So, I decided to take a few of my meetings outdoors to see if any benefits could be gleaned from moving to the beat of someone reading stats out loud.

The IRL outdoor meeting

On Wednesday, I had a meeting scheduled for 1pm. In my mind, that’s an unacceptable time for a meeting because it’s peak lunch hour. So, I demand that my fellow attendees join me for a double lap of the office’s local park before accompanying me to buy some mid-afternoon snacks.

It’s worth flagging that this meeting includes someone senior to me, and that person really doesn’t want to go outside. But once we’re out walking, the conversation starts to flow. I’m able to push back on proposals that I’d otherwise be too self-conscious to query. It feels like I’m better able to articulate my points than I am when slouched over a desk or lounging in a meeting room. After we’ve concluded our work chat, we start chatting about everyday life and I learn more about both my boss and my other colleague, who also joined us for the meeting, in 20 minutes than I’ve learned over the past couple of months.

[Records taken from a data source]
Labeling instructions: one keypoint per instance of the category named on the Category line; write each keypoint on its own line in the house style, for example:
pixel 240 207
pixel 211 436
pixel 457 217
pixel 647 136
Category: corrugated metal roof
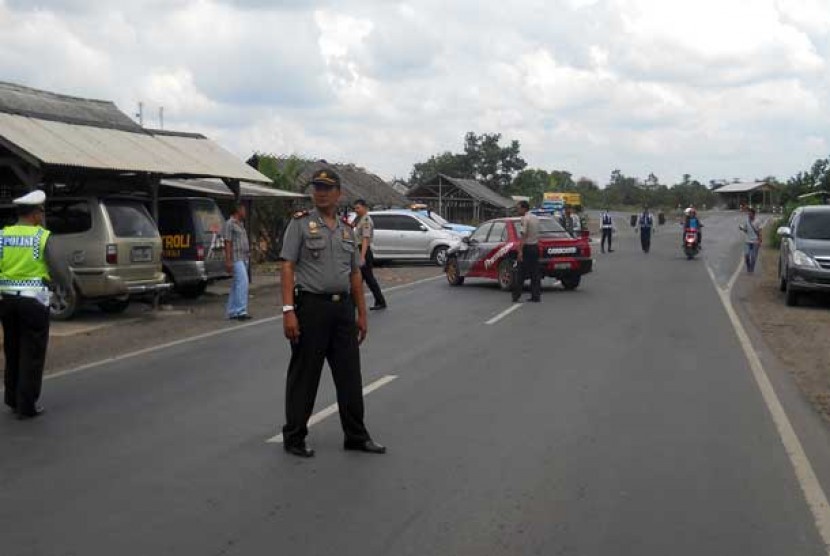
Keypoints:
pixel 45 105
pixel 56 143
pixel 219 189
pixel 743 187
pixel 473 188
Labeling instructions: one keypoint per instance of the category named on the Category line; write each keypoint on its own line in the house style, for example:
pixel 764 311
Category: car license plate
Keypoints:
pixel 141 254
pixel 561 251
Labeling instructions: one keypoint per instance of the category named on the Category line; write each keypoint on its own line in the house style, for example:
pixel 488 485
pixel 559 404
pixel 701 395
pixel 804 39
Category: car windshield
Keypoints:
pixel 438 219
pixel 430 223
pixel 130 219
pixel 814 225
pixel 550 227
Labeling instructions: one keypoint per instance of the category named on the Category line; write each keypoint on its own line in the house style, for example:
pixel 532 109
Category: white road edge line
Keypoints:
pixel 198 337
pixel 806 476
pixel 503 314
pixel 332 409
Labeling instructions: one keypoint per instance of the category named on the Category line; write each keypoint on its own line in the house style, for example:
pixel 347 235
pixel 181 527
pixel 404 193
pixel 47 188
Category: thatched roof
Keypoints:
pixel 461 187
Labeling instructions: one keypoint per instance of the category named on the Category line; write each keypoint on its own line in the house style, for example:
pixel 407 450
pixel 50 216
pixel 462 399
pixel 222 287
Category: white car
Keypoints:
pixel 407 235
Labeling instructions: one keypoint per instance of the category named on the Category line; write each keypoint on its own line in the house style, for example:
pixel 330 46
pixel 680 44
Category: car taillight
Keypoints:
pixel 112 254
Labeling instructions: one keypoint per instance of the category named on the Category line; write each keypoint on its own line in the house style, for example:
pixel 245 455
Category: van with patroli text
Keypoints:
pixel 193 250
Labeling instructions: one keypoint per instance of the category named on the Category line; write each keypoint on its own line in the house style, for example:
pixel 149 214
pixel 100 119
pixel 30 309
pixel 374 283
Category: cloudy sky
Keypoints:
pixel 714 88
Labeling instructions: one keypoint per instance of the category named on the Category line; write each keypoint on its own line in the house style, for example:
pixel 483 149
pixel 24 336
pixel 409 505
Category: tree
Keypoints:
pixel 483 159
pixel 623 190
pixel 455 165
pixel 530 183
pixel 493 165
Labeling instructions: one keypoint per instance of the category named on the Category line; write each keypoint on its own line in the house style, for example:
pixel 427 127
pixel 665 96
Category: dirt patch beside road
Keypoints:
pixel 93 336
pixel 797 336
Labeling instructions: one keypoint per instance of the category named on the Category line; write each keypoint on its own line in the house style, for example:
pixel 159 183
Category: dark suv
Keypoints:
pixel 804 262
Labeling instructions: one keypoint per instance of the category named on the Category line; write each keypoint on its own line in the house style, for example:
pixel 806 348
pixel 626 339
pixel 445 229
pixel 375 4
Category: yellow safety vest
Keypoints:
pixel 22 262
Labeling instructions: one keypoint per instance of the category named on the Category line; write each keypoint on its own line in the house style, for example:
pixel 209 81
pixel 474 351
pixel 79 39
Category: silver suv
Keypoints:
pixel 113 248
pixel 804 261
pixel 405 235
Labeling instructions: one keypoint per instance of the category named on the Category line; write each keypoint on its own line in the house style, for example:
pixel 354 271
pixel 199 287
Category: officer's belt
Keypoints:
pixel 29 293
pixel 333 297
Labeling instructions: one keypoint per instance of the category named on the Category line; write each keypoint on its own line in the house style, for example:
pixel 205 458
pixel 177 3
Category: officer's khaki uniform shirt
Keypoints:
pixel 325 258
pixel 530 229
pixel 364 228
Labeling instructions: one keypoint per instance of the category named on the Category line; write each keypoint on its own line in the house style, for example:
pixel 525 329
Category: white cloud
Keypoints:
pixel 710 87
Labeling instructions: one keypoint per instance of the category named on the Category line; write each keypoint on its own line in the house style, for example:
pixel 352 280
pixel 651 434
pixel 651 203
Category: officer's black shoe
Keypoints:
pixel 368 446
pixel 299 450
pixel 36 412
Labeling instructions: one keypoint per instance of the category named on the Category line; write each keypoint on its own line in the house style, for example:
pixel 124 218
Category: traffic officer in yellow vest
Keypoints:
pixel 25 264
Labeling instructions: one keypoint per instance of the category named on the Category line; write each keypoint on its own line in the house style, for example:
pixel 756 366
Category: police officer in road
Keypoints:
pixel 321 290
pixel 528 256
pixel 607 227
pixel 27 263
pixel 645 224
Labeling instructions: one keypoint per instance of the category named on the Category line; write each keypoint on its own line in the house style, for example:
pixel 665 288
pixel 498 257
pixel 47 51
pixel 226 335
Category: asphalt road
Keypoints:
pixel 620 419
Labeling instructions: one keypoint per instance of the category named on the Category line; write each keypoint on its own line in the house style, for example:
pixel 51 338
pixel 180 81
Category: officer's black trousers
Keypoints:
pixel 529 268
pixel 369 277
pixel 328 332
pixel 607 235
pixel 645 239
pixel 25 338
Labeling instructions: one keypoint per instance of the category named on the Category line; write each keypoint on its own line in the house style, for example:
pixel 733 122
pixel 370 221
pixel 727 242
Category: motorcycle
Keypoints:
pixel 691 247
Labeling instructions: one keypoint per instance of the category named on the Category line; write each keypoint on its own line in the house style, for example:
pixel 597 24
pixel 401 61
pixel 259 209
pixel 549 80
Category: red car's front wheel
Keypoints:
pixel 453 273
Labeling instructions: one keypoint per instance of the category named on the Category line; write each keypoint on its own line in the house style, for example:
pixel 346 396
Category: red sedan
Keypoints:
pixel 491 250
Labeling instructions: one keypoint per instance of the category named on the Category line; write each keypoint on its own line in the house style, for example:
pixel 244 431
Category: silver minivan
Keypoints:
pixel 804 259
pixel 405 235
pixel 113 248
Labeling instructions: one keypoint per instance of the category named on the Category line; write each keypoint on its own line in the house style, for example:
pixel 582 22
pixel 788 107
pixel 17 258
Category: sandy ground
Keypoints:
pixel 93 336
pixel 797 336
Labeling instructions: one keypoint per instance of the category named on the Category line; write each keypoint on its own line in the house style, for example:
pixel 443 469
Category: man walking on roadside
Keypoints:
pixel 754 238
pixel 237 257
pixel 645 224
pixel 321 290
pixel 528 256
pixel 364 233
pixel 28 264
pixel 607 227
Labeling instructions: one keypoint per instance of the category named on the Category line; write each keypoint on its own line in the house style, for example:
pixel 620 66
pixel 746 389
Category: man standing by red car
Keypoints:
pixel 528 257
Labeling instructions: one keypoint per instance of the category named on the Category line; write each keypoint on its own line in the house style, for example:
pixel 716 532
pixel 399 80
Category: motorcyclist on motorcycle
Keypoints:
pixel 692 222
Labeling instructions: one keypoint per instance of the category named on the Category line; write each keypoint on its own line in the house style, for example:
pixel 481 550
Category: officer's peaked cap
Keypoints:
pixel 326 177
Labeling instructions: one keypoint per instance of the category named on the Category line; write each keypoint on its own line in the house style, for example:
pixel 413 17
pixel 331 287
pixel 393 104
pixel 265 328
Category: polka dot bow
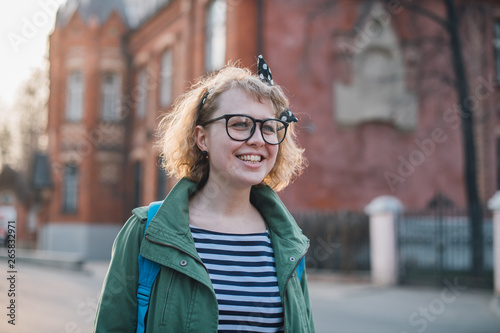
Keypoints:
pixel 264 73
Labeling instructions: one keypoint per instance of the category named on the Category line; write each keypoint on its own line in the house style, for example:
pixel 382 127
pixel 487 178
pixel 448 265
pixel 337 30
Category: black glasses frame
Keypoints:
pixel 252 131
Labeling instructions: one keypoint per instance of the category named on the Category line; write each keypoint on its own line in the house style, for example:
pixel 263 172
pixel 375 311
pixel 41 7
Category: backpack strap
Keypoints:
pixel 148 270
pixel 300 268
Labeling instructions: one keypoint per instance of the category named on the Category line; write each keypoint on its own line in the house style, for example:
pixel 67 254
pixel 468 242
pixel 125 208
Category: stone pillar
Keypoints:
pixel 383 211
pixel 494 205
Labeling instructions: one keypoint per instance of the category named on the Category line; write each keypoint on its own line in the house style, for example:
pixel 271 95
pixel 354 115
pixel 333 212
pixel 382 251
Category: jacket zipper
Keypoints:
pixel 286 285
pixel 177 248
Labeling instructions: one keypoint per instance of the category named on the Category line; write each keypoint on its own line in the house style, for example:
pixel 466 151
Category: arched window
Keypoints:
pixel 110 96
pixel 215 42
pixel 74 96
pixel 70 188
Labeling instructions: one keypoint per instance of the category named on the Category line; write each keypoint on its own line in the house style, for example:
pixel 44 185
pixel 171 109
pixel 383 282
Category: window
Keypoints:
pixel 70 188
pixel 497 48
pixel 137 183
pixel 161 181
pixel 215 44
pixel 141 96
pixel 74 97
pixel 110 97
pixel 166 78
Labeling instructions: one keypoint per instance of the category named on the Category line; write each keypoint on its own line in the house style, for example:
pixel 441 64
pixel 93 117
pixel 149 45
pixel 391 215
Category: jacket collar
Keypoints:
pixel 170 226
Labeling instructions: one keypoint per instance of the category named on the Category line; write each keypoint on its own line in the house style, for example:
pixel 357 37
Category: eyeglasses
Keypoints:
pixel 241 127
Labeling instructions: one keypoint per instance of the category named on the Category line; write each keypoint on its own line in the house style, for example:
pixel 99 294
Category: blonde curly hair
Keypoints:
pixel 180 155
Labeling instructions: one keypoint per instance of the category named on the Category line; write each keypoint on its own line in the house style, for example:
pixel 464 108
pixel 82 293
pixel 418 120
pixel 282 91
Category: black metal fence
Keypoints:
pixel 436 245
pixel 339 240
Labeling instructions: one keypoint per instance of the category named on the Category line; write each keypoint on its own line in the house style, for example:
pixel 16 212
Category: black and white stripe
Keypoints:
pixel 243 273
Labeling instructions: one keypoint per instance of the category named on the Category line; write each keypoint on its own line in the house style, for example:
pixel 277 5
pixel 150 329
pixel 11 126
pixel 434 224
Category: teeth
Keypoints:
pixel 250 158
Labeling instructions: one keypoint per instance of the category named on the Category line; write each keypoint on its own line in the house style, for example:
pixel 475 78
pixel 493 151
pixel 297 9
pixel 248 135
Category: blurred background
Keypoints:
pixel 398 112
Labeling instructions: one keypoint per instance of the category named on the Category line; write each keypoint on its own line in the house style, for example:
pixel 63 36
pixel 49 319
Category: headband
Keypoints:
pixel 264 73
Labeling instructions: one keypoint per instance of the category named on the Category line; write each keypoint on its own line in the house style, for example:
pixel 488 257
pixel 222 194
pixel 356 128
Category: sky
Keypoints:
pixel 24 29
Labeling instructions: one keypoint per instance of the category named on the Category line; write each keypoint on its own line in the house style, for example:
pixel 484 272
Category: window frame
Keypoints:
pixel 167 76
pixel 70 187
pixel 75 92
pixel 216 35
pixel 110 97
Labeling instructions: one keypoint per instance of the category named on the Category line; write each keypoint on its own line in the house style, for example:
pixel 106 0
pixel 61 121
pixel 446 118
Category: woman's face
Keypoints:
pixel 238 163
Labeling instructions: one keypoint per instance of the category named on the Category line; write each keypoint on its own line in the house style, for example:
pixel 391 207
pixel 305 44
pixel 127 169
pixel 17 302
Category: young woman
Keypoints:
pixel 228 247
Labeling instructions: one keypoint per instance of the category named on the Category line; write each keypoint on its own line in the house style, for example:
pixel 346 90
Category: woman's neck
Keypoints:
pixel 225 208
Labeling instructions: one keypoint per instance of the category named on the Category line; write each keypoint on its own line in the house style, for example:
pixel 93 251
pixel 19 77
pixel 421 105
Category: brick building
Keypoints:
pixel 369 81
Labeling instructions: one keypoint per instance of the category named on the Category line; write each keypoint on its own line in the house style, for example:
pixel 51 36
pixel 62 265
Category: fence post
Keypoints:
pixel 383 212
pixel 494 205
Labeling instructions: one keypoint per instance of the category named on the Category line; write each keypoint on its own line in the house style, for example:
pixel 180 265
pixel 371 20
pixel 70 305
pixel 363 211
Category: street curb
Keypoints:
pixel 62 260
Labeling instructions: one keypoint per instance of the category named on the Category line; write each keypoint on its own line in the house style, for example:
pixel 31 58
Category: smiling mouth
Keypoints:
pixel 250 158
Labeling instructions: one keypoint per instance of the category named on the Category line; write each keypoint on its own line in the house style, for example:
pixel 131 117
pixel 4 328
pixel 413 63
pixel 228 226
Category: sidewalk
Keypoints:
pixel 364 308
pixel 340 304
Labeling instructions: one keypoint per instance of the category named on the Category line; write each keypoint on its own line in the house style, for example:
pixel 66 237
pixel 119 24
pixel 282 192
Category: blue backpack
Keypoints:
pixel 148 270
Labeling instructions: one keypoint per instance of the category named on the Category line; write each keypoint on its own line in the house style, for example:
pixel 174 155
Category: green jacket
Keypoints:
pixel 182 298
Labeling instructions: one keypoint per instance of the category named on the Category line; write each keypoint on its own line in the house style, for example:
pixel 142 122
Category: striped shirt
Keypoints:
pixel 243 274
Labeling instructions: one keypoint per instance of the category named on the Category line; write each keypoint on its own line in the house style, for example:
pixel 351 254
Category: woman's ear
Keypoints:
pixel 201 136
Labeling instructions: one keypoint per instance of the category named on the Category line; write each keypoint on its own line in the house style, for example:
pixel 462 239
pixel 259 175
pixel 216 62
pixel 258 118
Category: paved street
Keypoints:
pixel 53 300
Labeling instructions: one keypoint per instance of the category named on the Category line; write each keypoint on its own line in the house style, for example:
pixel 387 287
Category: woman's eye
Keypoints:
pixel 268 129
pixel 241 125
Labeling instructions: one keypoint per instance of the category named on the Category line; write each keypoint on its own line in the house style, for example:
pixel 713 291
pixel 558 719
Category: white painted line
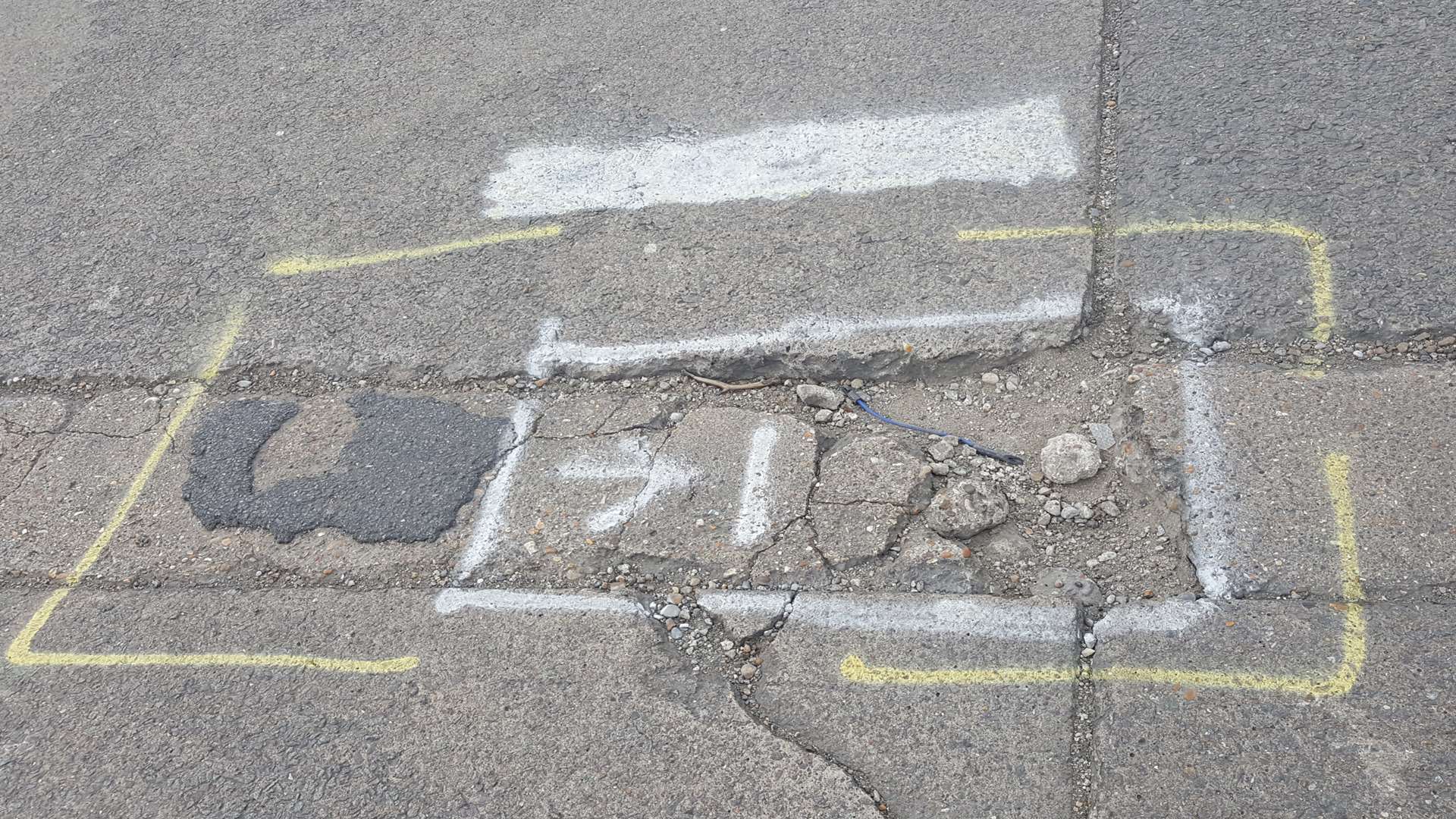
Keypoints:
pixel 507 601
pixel 998 620
pixel 1014 143
pixel 491 516
pixel 1212 503
pixel 1163 617
pixel 753 497
pixel 1190 322
pixel 542 360
pixel 661 475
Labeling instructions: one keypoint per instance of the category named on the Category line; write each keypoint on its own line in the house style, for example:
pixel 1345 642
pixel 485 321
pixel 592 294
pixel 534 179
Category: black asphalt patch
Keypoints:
pixel 403 475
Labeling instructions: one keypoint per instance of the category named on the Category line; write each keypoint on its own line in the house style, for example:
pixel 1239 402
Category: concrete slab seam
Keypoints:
pixel 491 515
pixel 549 352
pixel 1321 271
pixel 1338 684
pixel 20 653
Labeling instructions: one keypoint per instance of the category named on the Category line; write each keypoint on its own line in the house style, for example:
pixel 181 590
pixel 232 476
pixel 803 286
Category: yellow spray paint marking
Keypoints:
pixel 294 265
pixel 19 651
pixel 1338 684
pixel 1321 273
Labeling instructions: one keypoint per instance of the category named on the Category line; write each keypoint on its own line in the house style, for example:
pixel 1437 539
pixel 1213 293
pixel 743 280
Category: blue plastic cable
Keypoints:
pixel 859 401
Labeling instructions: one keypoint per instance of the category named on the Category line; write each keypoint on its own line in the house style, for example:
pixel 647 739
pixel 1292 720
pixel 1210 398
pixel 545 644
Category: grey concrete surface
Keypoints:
pixel 273 133
pixel 507 714
pixel 1385 748
pixel 677 601
pixel 1338 124
pixel 934 749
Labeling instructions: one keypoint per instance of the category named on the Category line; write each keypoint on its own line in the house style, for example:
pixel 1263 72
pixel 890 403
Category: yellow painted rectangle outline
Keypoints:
pixel 1338 684
pixel 1321 273
pixel 297 265
pixel 20 653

Using the information:
**A.** Turn the paragraph of the outdoor meetings passage that begins "It's worth flagging" into a brief bulleted list that keeps its main facts.
**B.** Transcribe the outdoor meetings passage word for word, starting with "So, I decided" and going on through "some mid-afternoon snacks.".
These rows are separate material, not part of the outdoor meetings passage.

Task-by-task results:
**A.**
- The meeting includes someone senior to the writer, who really doesn't want to go outside.
- Once they are out walking, the conversation starts to flow.
- The writer can push back on proposals that would otherwise feel too awkward to query.
- The writer feels better able to articulate points than when slouched over a desk or lounging in a meeting room.
- After the work chat ends, they talk about everyday life.
- In 20 minutes, the writer learns more about the boss and the other colleague who joined than over the past couple of months.

**B.**
So, I decided to take a few of my meetings outdoors to see if any benefits could be gleaned from moving to the beat of someone reading stats out loud.

The IRL outdoor meeting

On Wednesday, I had a meeting scheduled for 1pm. In my mind, that’s an unacceptable time for a meeting because it’s peak lunch hour. So, I demand that my fellow attendees join me for a double lap of the office’s local park before accompanying me to buy some mid-afternoon snacks.